## Start

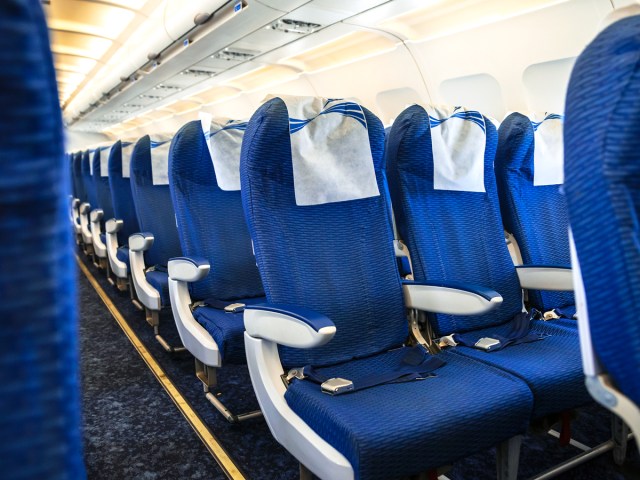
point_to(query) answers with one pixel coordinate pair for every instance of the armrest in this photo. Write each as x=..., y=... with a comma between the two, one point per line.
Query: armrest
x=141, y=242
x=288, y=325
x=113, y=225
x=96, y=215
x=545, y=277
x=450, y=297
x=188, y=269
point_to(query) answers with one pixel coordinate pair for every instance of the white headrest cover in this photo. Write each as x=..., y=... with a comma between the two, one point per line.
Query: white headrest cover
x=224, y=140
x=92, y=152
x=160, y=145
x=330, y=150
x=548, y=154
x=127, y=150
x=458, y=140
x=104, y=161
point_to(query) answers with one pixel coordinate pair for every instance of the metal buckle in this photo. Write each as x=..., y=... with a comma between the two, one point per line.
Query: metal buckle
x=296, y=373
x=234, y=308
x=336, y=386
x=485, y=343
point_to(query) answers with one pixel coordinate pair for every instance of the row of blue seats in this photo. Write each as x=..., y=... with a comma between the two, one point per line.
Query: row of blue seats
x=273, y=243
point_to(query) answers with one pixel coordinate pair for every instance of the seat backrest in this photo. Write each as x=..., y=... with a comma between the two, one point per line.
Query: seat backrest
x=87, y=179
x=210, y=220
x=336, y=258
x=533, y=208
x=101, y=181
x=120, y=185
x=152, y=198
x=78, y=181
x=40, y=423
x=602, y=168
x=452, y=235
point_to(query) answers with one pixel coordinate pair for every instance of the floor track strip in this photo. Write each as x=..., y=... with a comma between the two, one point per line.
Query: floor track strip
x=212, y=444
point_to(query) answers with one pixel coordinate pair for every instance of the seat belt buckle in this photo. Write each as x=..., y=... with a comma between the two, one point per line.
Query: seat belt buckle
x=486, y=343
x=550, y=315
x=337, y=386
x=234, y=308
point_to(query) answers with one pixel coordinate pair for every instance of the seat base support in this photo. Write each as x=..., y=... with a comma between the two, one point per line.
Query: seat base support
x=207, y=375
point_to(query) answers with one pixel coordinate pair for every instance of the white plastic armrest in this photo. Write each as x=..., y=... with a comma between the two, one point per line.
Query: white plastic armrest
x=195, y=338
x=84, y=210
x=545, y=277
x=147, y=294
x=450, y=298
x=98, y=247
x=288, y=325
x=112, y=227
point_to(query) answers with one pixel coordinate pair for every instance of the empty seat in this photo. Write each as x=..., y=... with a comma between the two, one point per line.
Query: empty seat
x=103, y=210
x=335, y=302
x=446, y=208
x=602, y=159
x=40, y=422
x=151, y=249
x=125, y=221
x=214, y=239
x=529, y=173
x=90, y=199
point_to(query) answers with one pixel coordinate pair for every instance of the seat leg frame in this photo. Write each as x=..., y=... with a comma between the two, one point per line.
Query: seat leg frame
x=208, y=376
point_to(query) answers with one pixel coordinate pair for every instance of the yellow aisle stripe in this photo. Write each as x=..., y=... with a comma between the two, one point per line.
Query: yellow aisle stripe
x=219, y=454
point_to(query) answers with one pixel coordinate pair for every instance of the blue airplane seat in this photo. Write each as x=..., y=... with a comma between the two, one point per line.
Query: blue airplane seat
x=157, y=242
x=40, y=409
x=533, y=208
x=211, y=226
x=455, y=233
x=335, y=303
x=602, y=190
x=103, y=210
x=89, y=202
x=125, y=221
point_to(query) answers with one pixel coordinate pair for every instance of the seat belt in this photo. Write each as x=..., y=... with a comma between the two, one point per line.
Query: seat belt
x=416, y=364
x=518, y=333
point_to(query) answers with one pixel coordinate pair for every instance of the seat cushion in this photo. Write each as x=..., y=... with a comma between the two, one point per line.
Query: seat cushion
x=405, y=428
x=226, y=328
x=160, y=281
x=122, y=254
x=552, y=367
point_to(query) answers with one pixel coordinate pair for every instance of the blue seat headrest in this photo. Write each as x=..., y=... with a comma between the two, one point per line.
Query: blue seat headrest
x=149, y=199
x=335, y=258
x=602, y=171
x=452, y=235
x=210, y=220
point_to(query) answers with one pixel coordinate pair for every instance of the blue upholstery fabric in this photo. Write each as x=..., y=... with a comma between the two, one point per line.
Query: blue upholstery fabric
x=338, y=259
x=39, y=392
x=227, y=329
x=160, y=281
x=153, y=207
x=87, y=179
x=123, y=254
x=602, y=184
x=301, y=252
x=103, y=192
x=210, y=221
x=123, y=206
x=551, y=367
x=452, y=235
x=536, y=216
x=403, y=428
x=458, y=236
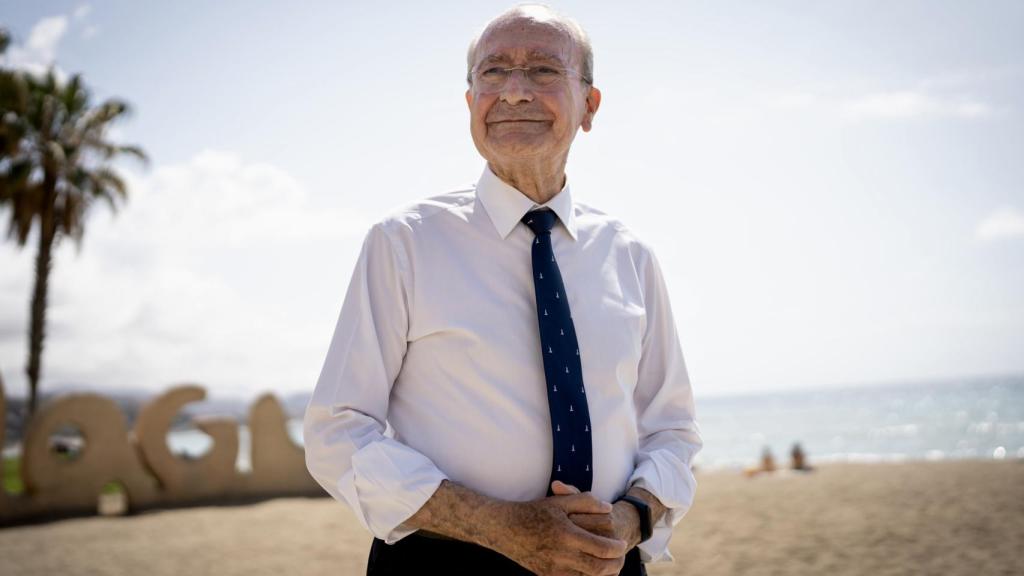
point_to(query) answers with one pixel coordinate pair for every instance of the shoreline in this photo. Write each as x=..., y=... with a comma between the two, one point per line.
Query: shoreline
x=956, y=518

## End
## Start

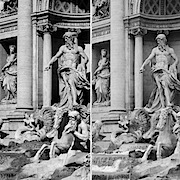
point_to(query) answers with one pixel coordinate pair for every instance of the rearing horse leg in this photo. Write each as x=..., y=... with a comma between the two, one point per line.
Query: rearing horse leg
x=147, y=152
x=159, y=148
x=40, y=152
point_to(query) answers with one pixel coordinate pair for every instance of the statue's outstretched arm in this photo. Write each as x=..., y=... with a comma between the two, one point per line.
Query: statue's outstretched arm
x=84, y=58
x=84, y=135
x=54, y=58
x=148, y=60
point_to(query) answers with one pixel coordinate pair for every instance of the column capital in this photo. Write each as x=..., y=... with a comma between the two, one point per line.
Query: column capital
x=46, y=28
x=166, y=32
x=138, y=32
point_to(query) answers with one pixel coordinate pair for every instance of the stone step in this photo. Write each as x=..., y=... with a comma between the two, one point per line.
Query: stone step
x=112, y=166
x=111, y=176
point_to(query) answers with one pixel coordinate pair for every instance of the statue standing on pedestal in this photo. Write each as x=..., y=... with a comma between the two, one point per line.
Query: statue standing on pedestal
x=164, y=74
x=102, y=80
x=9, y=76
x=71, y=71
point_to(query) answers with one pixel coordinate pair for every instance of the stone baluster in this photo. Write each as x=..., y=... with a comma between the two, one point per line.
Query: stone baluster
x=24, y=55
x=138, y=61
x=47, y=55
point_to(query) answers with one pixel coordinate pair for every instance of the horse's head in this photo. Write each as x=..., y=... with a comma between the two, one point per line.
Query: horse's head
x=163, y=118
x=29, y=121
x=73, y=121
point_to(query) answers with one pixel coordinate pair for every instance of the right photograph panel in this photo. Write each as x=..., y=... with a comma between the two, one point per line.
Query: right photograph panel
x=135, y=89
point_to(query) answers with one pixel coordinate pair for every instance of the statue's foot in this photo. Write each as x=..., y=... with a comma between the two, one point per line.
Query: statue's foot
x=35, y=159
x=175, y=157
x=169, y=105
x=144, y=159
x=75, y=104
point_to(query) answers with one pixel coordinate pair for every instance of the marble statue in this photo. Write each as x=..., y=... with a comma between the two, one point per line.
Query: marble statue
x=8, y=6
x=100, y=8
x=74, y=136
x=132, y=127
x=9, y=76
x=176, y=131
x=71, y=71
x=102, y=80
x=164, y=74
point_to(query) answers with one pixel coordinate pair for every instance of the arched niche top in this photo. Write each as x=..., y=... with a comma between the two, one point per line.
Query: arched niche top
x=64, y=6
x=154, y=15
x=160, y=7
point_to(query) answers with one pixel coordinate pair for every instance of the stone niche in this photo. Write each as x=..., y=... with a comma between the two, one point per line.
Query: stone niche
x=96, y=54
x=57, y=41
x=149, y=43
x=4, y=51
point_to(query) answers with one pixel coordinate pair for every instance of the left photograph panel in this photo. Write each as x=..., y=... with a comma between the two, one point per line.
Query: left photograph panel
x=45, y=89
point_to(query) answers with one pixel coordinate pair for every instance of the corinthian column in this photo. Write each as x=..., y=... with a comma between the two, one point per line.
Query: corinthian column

## End
## Start

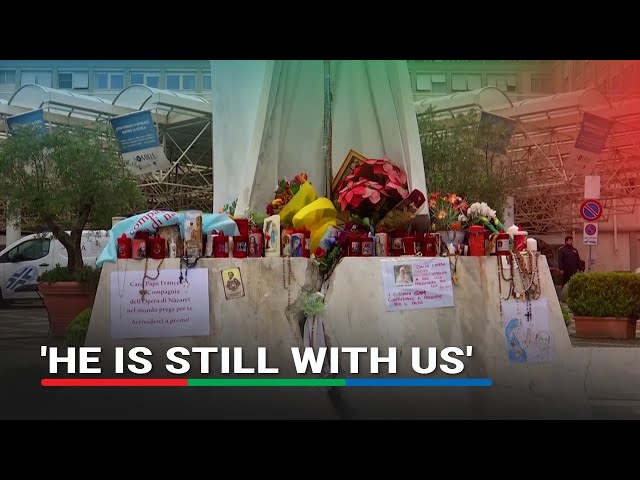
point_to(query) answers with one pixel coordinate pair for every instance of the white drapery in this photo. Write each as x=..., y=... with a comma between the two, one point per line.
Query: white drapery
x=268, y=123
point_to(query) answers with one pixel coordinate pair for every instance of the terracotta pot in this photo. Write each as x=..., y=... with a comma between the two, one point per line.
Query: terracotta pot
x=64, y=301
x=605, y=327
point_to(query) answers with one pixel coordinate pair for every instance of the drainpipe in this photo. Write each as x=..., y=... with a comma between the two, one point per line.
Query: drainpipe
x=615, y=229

## End

The task »
Print the lines of the items word for word, starting at the line that contains "the statue's foot" and ending at the line that contains "x=75, y=104", both of these lines included.

Task output »
point_to(query) answers with one pixel coordinate pair for every instance of the statue's foot in this photo. Write each as x=..., y=... with a comma between the two, one point per line.
Query: statue's foot
x=35, y=159
x=175, y=157
x=169, y=105
x=144, y=159
x=75, y=104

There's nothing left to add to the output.